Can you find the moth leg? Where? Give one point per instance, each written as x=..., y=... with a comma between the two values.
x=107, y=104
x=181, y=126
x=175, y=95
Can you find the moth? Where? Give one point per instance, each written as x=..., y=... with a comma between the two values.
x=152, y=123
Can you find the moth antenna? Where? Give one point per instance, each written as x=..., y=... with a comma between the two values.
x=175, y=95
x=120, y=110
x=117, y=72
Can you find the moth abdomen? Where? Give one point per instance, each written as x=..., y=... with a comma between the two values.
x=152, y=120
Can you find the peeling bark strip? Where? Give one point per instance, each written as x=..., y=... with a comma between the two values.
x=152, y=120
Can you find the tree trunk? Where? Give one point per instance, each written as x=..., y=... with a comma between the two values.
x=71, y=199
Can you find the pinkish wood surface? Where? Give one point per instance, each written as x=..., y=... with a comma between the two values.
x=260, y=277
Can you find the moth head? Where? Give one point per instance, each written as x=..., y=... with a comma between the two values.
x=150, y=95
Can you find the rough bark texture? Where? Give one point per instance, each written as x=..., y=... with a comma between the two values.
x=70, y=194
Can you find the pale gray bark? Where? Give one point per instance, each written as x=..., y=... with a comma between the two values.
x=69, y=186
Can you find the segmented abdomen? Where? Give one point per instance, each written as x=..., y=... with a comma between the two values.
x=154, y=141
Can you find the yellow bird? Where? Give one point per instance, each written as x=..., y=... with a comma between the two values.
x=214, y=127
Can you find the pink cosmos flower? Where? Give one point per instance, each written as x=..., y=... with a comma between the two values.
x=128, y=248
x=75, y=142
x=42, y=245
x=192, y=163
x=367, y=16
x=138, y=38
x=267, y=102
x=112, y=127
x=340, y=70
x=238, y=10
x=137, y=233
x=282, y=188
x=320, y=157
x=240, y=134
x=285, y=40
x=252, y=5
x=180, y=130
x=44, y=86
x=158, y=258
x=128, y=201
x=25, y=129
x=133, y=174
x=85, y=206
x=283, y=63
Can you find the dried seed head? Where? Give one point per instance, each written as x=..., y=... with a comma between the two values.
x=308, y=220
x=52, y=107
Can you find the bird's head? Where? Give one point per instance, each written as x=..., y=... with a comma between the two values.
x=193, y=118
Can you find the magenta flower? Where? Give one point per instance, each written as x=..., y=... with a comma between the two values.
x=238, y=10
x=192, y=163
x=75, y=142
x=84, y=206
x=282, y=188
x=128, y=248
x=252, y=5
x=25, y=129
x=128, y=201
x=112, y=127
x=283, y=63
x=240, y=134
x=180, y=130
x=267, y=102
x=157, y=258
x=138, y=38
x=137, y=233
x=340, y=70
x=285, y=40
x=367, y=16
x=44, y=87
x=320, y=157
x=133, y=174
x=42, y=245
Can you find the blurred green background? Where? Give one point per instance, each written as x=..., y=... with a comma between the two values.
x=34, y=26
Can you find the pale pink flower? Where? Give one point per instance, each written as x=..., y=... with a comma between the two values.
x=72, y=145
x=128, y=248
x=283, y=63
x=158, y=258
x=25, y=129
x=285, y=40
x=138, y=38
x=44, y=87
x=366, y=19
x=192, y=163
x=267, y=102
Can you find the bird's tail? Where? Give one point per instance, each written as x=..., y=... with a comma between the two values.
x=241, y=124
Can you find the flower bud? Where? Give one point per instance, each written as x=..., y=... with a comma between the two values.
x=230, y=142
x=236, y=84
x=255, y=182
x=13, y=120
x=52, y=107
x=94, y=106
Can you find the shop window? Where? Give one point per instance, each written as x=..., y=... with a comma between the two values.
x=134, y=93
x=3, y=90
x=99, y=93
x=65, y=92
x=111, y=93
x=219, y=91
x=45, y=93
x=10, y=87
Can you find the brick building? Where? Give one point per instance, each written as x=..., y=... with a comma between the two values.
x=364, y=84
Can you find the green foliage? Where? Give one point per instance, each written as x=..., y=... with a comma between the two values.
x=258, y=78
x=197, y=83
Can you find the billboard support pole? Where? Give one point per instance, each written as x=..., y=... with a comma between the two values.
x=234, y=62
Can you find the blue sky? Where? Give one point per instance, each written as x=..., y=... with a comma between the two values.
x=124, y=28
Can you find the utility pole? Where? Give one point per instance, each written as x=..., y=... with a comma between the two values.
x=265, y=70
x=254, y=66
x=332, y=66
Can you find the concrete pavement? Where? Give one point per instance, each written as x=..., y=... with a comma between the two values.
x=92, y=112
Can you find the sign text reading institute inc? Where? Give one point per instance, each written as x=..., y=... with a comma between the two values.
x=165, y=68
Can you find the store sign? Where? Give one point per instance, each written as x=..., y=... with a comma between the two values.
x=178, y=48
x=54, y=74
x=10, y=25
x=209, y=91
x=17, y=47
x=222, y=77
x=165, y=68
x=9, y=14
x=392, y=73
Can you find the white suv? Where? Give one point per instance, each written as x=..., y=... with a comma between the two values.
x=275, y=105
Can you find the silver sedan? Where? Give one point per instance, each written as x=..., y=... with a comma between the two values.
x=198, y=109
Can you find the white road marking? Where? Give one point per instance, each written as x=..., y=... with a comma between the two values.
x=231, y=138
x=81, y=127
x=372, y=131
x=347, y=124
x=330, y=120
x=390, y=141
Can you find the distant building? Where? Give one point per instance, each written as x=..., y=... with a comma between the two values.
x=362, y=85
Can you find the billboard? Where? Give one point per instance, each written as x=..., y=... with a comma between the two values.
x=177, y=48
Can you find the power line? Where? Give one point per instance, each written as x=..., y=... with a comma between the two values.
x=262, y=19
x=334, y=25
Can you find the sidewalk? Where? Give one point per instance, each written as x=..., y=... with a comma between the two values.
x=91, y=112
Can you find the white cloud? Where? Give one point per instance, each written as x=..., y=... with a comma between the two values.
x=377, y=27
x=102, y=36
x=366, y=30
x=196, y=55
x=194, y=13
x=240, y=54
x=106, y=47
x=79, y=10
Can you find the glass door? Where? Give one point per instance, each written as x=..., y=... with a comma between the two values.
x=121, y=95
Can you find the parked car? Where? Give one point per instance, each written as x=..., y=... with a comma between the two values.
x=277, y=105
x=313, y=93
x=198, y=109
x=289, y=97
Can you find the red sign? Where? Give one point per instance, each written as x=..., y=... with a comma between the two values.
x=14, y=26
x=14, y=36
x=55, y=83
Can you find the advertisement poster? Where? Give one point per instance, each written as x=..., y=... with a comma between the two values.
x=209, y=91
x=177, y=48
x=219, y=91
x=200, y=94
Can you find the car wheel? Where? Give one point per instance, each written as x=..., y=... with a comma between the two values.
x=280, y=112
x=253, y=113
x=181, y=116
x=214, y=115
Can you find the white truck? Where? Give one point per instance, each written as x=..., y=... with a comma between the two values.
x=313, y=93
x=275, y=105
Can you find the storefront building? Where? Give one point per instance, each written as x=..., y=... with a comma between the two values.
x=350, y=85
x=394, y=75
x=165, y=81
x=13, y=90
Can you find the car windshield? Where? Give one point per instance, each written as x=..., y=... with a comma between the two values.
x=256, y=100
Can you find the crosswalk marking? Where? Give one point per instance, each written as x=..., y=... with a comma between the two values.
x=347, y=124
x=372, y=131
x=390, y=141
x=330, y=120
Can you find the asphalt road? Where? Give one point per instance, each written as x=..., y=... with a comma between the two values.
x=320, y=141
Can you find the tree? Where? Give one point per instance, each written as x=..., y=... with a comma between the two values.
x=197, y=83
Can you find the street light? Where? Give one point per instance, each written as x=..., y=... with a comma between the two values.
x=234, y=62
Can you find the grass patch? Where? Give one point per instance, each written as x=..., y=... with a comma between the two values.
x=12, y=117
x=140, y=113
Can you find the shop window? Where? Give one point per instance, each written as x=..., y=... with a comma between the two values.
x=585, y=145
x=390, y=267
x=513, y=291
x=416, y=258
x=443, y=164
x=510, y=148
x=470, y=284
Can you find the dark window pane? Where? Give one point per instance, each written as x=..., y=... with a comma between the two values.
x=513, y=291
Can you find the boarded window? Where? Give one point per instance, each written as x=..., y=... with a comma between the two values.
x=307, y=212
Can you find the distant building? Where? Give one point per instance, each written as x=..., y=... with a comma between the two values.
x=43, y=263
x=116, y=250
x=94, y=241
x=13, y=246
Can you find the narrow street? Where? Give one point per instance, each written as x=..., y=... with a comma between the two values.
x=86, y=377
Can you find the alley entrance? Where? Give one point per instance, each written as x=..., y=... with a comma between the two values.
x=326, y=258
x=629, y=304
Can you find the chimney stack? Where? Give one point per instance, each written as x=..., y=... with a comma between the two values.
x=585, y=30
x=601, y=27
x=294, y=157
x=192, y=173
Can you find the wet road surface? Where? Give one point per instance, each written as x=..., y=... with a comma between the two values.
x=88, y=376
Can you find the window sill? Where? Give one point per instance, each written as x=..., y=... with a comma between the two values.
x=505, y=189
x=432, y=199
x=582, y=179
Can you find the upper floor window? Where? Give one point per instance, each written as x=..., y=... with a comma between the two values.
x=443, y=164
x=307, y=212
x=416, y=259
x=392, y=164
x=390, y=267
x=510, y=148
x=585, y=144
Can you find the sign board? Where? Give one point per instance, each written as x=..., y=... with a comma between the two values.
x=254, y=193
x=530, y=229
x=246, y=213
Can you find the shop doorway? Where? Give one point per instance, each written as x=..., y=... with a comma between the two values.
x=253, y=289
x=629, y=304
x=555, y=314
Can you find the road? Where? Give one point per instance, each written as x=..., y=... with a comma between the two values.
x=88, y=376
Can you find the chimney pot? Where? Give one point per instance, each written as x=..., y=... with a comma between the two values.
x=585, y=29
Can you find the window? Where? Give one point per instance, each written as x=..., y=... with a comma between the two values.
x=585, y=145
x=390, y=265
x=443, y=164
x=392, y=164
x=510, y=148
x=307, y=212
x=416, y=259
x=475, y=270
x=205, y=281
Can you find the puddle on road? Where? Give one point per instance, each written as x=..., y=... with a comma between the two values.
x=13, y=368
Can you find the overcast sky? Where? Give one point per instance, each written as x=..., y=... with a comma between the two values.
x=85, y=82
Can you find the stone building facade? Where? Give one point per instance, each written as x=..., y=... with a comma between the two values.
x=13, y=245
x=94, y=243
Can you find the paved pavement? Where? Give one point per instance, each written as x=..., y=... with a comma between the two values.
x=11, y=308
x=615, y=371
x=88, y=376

◆ **What is needed**
Restate word for word the lines running from the line that holds "Can you find the paved" to the final line of the entries.

◆ **Final answer**
Can you find the paved pavement? Where? Give one point per instance, each written as x=..., y=... with a comma between the two values.
x=11, y=308
x=615, y=371
x=88, y=376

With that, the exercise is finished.